[Start RECORDS SHOWN]
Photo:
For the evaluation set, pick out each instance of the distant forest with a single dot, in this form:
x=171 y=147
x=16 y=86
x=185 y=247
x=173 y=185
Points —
[End RECORDS SHOWN]
[Start RECORDS SHOWN]
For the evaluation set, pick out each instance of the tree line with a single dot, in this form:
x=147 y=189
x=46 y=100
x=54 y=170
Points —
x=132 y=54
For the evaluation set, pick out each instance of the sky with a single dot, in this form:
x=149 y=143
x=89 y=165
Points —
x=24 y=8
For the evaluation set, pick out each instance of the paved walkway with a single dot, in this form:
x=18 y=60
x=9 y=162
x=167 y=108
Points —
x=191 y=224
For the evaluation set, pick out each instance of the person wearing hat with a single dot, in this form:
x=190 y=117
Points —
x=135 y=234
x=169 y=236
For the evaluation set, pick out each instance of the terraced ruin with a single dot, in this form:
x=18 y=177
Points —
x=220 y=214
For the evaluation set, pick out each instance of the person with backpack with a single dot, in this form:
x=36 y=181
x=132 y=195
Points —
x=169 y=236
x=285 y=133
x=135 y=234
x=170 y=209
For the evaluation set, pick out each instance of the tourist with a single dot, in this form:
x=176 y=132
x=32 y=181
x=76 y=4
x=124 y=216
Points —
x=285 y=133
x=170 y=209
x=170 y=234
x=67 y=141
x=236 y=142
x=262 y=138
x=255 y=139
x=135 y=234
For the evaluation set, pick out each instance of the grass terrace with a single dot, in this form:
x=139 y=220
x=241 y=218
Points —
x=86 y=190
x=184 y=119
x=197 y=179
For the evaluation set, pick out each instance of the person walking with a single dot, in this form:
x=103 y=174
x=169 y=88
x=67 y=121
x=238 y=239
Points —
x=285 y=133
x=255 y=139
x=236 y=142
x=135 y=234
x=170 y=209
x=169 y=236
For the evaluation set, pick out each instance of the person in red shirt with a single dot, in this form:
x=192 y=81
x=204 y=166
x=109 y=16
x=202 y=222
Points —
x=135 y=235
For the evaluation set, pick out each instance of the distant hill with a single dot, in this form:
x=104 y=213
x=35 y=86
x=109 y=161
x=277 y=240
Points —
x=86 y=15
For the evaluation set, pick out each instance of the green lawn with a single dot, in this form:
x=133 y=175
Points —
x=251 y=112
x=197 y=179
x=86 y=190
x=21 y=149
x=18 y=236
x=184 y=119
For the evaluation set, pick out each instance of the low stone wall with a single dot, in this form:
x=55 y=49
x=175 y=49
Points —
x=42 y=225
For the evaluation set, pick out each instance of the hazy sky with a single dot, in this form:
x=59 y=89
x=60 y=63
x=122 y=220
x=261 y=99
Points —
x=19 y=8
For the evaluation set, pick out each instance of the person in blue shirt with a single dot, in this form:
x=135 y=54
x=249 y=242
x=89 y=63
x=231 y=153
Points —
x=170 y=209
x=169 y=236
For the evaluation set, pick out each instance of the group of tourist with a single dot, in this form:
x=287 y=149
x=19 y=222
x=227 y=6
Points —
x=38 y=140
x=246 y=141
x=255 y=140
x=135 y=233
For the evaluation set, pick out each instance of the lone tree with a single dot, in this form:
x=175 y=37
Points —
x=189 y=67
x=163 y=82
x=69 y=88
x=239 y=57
[End RECORDS SHOWN]
### [YOUR INSTRUCTIONS]
Tally the lines of the material above that contain the string "tree". Case counts, and the reply should be the number alone.

### [TASK ANSWER]
2